- Stated task -
Could you copy the lines of the listing below, starting at the line containing "Query: toilet tank" and ending at the listing's last line, and offset every coordinate by -124?

(Records from a dataset)
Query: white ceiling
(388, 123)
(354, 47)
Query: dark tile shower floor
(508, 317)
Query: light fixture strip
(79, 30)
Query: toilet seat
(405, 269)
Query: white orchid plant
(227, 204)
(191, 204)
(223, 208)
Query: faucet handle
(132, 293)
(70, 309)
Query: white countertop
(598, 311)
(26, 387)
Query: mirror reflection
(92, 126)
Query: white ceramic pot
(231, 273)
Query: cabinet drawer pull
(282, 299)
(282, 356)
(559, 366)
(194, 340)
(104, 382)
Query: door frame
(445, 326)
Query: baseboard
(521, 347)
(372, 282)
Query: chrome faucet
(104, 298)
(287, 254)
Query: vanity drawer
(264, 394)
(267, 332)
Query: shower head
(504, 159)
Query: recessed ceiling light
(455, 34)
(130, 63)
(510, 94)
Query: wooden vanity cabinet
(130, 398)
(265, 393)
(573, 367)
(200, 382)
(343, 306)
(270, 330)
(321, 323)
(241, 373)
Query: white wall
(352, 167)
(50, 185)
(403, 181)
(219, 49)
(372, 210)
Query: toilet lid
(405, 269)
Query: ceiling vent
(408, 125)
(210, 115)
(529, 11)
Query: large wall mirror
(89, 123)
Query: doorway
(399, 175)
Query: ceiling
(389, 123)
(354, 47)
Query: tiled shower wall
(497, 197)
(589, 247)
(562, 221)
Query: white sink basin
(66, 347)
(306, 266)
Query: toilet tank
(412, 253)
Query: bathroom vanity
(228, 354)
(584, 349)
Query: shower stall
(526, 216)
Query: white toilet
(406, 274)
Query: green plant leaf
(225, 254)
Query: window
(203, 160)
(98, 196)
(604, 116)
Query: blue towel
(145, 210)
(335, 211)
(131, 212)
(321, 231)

- Solution for this problem -
Query: toilet tank
(288, 129)
Query: bathroom vanity
(104, 230)
(460, 225)
Query: shower stall
(402, 92)
Query: white toilet
(282, 150)
Query: green plant leaf
(101, 130)
Query: window
(79, 36)
(-26, 72)
(480, -8)
Query: blue towel
(21, 86)
(211, 87)
(7, 88)
(197, 107)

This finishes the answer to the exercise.